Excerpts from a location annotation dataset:
☆ ☆ ☆ ☆ ☆ ☆ ☆
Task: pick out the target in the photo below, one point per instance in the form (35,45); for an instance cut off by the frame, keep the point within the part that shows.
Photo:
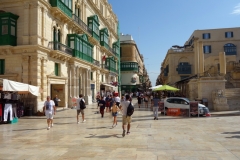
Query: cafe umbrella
(165,88)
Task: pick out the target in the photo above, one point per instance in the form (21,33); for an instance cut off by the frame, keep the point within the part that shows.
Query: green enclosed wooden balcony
(85,57)
(8,29)
(129,66)
(62,6)
(61,47)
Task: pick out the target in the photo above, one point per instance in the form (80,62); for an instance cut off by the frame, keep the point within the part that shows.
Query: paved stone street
(216,137)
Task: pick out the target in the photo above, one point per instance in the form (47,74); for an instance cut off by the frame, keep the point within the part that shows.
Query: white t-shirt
☆ ☆ ☆ ☆ ☆ ☆ ☆
▸ Work to be completed
Format the entries above as a JSON list of strings with one string per line, skipping blank lines. Leave the pictures out.

▸ Task response
[
  "Task: pick out the target in the photo below, one point per instance in the form (35,45); for an instance cut off by the frame, keep the point within the part that shows.",
  "Photo:",
  "Query: cafe umbrella",
  "(165,88)",
  "Task: pick out the target in the photo above, one point per instance in the form (21,33); for an instance cut off by the frame, keep the point within the part that shows.",
  "Query: green enclosed wooden balcony",
  "(85,57)",
  "(8,29)",
  "(129,66)",
  "(62,6)",
  "(61,47)",
  "Task: pick out the target in the photo above, one point per instance in the form (80,62); for an instance cut off by the frame, keep the point within the part that shows.",
  "Query: paved stone street",
  "(216,137)",
  "Task: pick out the target in the photo above, one point per instance in the form (47,74); for an instance cut off by the frame, keep the point within the part that shows.",
  "Query: white t-shirt"
]